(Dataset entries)
===

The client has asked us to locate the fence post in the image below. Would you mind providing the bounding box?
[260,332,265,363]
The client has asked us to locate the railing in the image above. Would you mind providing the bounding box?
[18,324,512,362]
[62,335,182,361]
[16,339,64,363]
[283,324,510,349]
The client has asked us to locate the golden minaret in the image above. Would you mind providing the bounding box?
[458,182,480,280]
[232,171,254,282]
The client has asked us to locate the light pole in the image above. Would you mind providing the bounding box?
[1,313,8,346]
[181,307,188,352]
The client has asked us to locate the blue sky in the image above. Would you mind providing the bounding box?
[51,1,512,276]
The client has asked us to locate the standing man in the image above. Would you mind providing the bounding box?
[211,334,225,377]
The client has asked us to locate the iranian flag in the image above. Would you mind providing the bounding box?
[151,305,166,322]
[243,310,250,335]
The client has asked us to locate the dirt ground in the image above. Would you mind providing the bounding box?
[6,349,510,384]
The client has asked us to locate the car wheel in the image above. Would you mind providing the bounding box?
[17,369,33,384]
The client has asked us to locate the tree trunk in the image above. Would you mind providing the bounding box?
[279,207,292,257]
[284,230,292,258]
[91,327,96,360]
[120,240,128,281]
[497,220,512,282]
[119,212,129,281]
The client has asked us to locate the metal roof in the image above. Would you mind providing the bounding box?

===

What to work on - Print every record exactly as written.

Written solution -
The client has asked us to locate the fence post in the image below. Would you mind providing the bounding box?
[260,332,265,363]
The client has asked us to locate the railing in the image above. Would you mind providing the bounding box?
[18,324,512,362]
[62,335,182,361]
[16,339,64,363]
[283,324,510,349]
The client has asked us to locate the golden minaret in the image above. Would you mind providing the bounding box?
[458,182,480,280]
[232,171,254,282]
The client has asked us to locate the light pole in the image above. Would you mind providing the bounding box?
[1,313,8,346]
[181,307,188,352]
The client has asked us to locate the blue sky in the image above. Would you mind providing the bounding box?
[51,1,512,276]
The client has asked us to locate the standing man in the image above. Would you mind providing the bounding box?
[211,334,225,377]
The client has asked us to locate the iranian flag in the image above. Would you mind providing the bounding box?
[151,305,166,322]
[243,310,250,335]
The client has asked us to locate the dirt ground in the image above. Would you mind providing the bounding box?
[6,349,510,384]
The client has asked us to locate the car wheel in the image above. Would you mind providing the bounding box?
[17,369,33,384]
The client has asked us to locate the tree trunk in the image above. Would you mind providing the bounding box?
[279,207,292,257]
[284,230,292,258]
[91,327,96,360]
[120,240,128,281]
[497,220,512,282]
[119,212,129,281]
The client has asked us to locate the metal roof in the image above. Would you mind providing the bounding box?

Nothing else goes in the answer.